* **GIVEN EXERCISE**:
Rewrite the records from the line containing "Return one point per instance of the black" through the end of the records, inclusive, requests and all, shifting every x and y coordinate in the answers up by 133.
** Start **
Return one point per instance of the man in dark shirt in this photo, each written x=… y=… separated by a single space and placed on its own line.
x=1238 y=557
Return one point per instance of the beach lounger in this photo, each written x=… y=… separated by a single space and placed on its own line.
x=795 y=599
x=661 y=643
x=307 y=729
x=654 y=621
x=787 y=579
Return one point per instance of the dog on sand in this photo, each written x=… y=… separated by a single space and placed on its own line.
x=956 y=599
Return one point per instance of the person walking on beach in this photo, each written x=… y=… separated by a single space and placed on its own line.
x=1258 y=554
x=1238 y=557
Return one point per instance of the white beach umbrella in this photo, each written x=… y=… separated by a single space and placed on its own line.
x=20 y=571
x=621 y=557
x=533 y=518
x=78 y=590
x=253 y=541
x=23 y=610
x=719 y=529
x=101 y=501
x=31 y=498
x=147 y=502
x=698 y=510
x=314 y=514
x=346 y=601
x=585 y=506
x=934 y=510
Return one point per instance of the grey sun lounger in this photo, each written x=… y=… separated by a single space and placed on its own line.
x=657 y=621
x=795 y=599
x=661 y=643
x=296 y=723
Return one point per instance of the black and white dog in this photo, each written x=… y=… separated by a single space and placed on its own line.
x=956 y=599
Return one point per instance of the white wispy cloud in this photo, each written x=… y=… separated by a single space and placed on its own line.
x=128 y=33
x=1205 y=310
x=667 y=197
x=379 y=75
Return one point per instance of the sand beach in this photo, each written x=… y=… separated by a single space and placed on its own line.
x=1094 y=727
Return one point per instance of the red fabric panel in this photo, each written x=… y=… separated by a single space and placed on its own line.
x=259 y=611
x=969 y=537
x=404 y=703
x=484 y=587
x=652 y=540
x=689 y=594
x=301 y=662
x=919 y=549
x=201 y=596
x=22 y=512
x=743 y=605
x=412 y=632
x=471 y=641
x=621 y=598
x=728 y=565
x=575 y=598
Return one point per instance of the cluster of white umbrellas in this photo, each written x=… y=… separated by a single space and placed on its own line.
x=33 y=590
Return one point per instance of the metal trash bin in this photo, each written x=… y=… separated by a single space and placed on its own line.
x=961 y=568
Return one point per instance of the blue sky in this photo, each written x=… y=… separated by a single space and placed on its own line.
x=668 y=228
** End **
* **WORKED SOLUTION**:
Return one point per instance of the black and white dog in this photo, each written x=… y=… separated by a single space and placed on its own line.
x=1089 y=732
Return one point per instance of the white wispy cloud in this photo, each written x=… y=… separated by a single space and placed on its own line.
x=261 y=166
x=1338 y=443
x=800 y=330
x=512 y=208
Return one point per instance of the sand beach in this photo, each written x=… y=… separated by a single space and placed on its own line.
x=1227 y=860
Return one point per instance of the red fabric panel in this photo, each written x=… y=… separated by a single space and placed on its own line.
x=392 y=744
x=1102 y=670
x=537 y=836
x=617 y=720
x=785 y=673
x=822 y=727
x=434 y=795
x=1052 y=682
x=334 y=729
x=155 y=645
x=876 y=738
x=545 y=765
x=604 y=774
x=754 y=731
x=861 y=698
x=708 y=731
Return one point per instance of the cluster of white umbrellas in this photo, each written x=… y=… separated by a single space and placed on its own line.
x=166 y=723
Return one point per instance of the metal trash bin in this photo, each written x=… y=… separated by a single space and placed on its own line.
x=1094 y=701
Return one point per instance of the blue sky in this photo, each written x=… y=… separated by a single space and placed on its own line.
x=801 y=361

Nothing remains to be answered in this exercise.